§ **TASK OBJECTIVE**
In the family blog post below, copy word for word the passage starting at "My son was born" and ending at "are still undeclared.".

§ **SELECTED PASSAGE**

--- START ---

Friday, April 17, 2015

These Kids Aren't the Kids I Expected

My mother's grandparents (top) and parents (bottom)

I had it all wrong. Well, I guess we had it all wrong, but that includes me.

When my wife and I got engaged we knew right away that we wanted to start having kids as soon as we were married. We spent our year-long engagement talking about our future family. Some of this discussion involved preparing T for being the white mother of tan babies. T is mostly of Irish descent, I am mixed with Puerto Rican (which is really a mix already), Japanese, and what my mother called "Euro Potpourri." We figured that the various darker sides my heritage would dominate our children's gene expression. We were wrong.

My father's parents

My son was born at 9 pounds and with blonde hair and blue eyes. All of a sudden I was the one who had to adjust to looking different than my son. I prepared my "I'm not the nanny" speech, with different versions of different lengths. It was an adjustment. It wasn't terrible, but it was an adjustment. My daughters have darker hair and look more Asian than my son, though the baby's eyes are still undeclared.

There have been a few mix ups over the years, though fewer than I expected. My wife tells me that other parents and people at day care have assumed that my kids have different fathers. There was the time at the ER when the doctor refused to start talking until he could determine why I was standing so close by. That was a weird one. He called out our name, T approached with Buddy in her arms, and I approached behind them with Lou in tow. The doctor kept looking away, then looking at me, then looking away again, but not saying anything. He finally made gesture to T that said, "what is going on? Who is that guy? Should I say something?" T told him who I was and you could see his shoulders relax and the red start to drain from his face.

Another time my wife went to fill a prescription for my son and had the Asian American pharmacist tell her, "You know that's a Japanese name right?" "Yes," T answered, "he's named after his father who is Japanese." I have always wished she'd have added, "You know Annabelle is a European name?"

For the most part it's been easy, but there are still things that catch me off guard. For example, St. Patrick's Day was never a big deal at my house. Sure, there were many years when my mom would make corned beef and cabbage, but at some point we found out my grandfather was part Scottish and only drank like he was Irish. I wore green to school, but that was mostly to avoid being pinched.

It's different now. Thanks to my wife St. Patrick's Day is now kind of a thing for us. This includes making special Irish themed shirts for the kids. I am all for cultural pride, but I'll admit that sending Buddy to school in that shirt made me uneasy. He goes to a predominantly African American school, like I did for many years. Even though I don't identify as white I was considered white by my classmates and I quickly learned to not do anything that highlighted my whiteness. I joked to my brother that I had sent Buddy to school in a "white power" t-shirt, and I worried a little about what he'd face. Nothing happened, which is what I should have expected.

--- END ---

§ **DATASET RECORDS**
--- START ---

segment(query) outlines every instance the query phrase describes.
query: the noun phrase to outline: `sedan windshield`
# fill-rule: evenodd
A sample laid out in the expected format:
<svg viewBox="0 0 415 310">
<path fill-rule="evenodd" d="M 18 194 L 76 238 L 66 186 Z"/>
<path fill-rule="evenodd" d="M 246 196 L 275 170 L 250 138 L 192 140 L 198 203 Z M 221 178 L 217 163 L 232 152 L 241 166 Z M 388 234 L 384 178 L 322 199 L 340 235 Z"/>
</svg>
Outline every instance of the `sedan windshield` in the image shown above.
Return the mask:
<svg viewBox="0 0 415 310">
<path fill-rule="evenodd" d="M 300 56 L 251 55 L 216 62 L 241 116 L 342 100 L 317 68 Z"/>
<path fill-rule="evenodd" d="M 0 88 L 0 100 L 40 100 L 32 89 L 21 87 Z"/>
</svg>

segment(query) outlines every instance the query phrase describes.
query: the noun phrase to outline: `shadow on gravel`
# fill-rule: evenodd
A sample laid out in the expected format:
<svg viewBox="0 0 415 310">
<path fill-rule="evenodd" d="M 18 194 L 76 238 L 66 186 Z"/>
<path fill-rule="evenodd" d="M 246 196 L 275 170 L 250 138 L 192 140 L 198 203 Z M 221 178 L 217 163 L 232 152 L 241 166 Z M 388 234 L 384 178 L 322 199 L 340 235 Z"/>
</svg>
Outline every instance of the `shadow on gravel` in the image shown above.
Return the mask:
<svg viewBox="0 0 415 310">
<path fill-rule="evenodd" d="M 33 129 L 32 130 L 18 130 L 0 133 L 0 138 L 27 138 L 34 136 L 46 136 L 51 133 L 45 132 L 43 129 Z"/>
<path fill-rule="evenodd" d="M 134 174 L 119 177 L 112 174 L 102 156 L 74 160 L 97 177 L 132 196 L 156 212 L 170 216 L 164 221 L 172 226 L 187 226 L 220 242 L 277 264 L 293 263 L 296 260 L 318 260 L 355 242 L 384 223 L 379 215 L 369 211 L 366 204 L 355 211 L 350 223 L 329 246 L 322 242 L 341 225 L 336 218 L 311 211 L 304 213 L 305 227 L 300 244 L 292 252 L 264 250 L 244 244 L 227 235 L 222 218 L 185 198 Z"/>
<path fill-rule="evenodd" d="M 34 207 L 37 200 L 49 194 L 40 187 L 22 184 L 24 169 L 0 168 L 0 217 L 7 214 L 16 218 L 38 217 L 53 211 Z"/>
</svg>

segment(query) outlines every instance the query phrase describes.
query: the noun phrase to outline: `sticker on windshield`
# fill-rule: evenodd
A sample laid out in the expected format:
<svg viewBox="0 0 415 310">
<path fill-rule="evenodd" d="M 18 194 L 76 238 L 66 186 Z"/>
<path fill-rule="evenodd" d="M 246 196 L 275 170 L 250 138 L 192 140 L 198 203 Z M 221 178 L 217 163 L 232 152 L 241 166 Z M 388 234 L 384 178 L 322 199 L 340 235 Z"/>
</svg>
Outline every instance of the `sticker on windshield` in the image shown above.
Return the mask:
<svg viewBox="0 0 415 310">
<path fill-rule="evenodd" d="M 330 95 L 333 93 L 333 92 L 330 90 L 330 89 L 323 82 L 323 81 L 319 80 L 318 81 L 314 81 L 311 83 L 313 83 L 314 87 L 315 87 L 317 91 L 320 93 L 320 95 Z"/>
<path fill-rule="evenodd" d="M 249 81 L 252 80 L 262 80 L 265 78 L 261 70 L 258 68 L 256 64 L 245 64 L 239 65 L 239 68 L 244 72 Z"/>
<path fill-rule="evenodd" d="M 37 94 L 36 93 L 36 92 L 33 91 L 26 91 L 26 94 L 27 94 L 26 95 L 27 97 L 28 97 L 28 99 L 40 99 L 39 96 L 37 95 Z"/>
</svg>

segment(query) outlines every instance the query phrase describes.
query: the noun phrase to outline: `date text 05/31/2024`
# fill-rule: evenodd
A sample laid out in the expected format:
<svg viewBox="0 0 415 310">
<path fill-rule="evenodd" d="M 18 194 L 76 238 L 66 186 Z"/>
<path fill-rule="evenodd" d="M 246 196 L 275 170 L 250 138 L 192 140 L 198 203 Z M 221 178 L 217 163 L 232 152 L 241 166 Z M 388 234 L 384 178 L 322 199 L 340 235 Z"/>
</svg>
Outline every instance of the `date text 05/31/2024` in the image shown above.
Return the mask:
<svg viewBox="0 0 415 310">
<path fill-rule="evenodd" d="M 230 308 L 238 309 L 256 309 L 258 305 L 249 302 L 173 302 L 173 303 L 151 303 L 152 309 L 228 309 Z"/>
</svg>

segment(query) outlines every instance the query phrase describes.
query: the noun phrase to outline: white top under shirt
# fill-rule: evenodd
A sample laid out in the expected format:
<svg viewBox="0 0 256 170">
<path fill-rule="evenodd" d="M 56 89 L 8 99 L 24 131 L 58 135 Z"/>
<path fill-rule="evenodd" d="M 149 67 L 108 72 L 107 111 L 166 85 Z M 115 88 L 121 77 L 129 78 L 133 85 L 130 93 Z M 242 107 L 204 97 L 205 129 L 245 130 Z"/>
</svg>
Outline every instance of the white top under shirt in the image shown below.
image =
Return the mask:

--- END ---

§ **RESPONSE BELOW**
My son was born at 9 pounds and with blonde hair and blue eyes. All of a sudden I was the one who had to adjust to looking different than my son. I prepared my "I'm not the nanny" speech, with different versions of different lengths. It was an adjustment. It wasn't terrible, but it was an adjustment. My daughters have darker hair and look more Asian than my son, though the baby's eyes are still undeclared.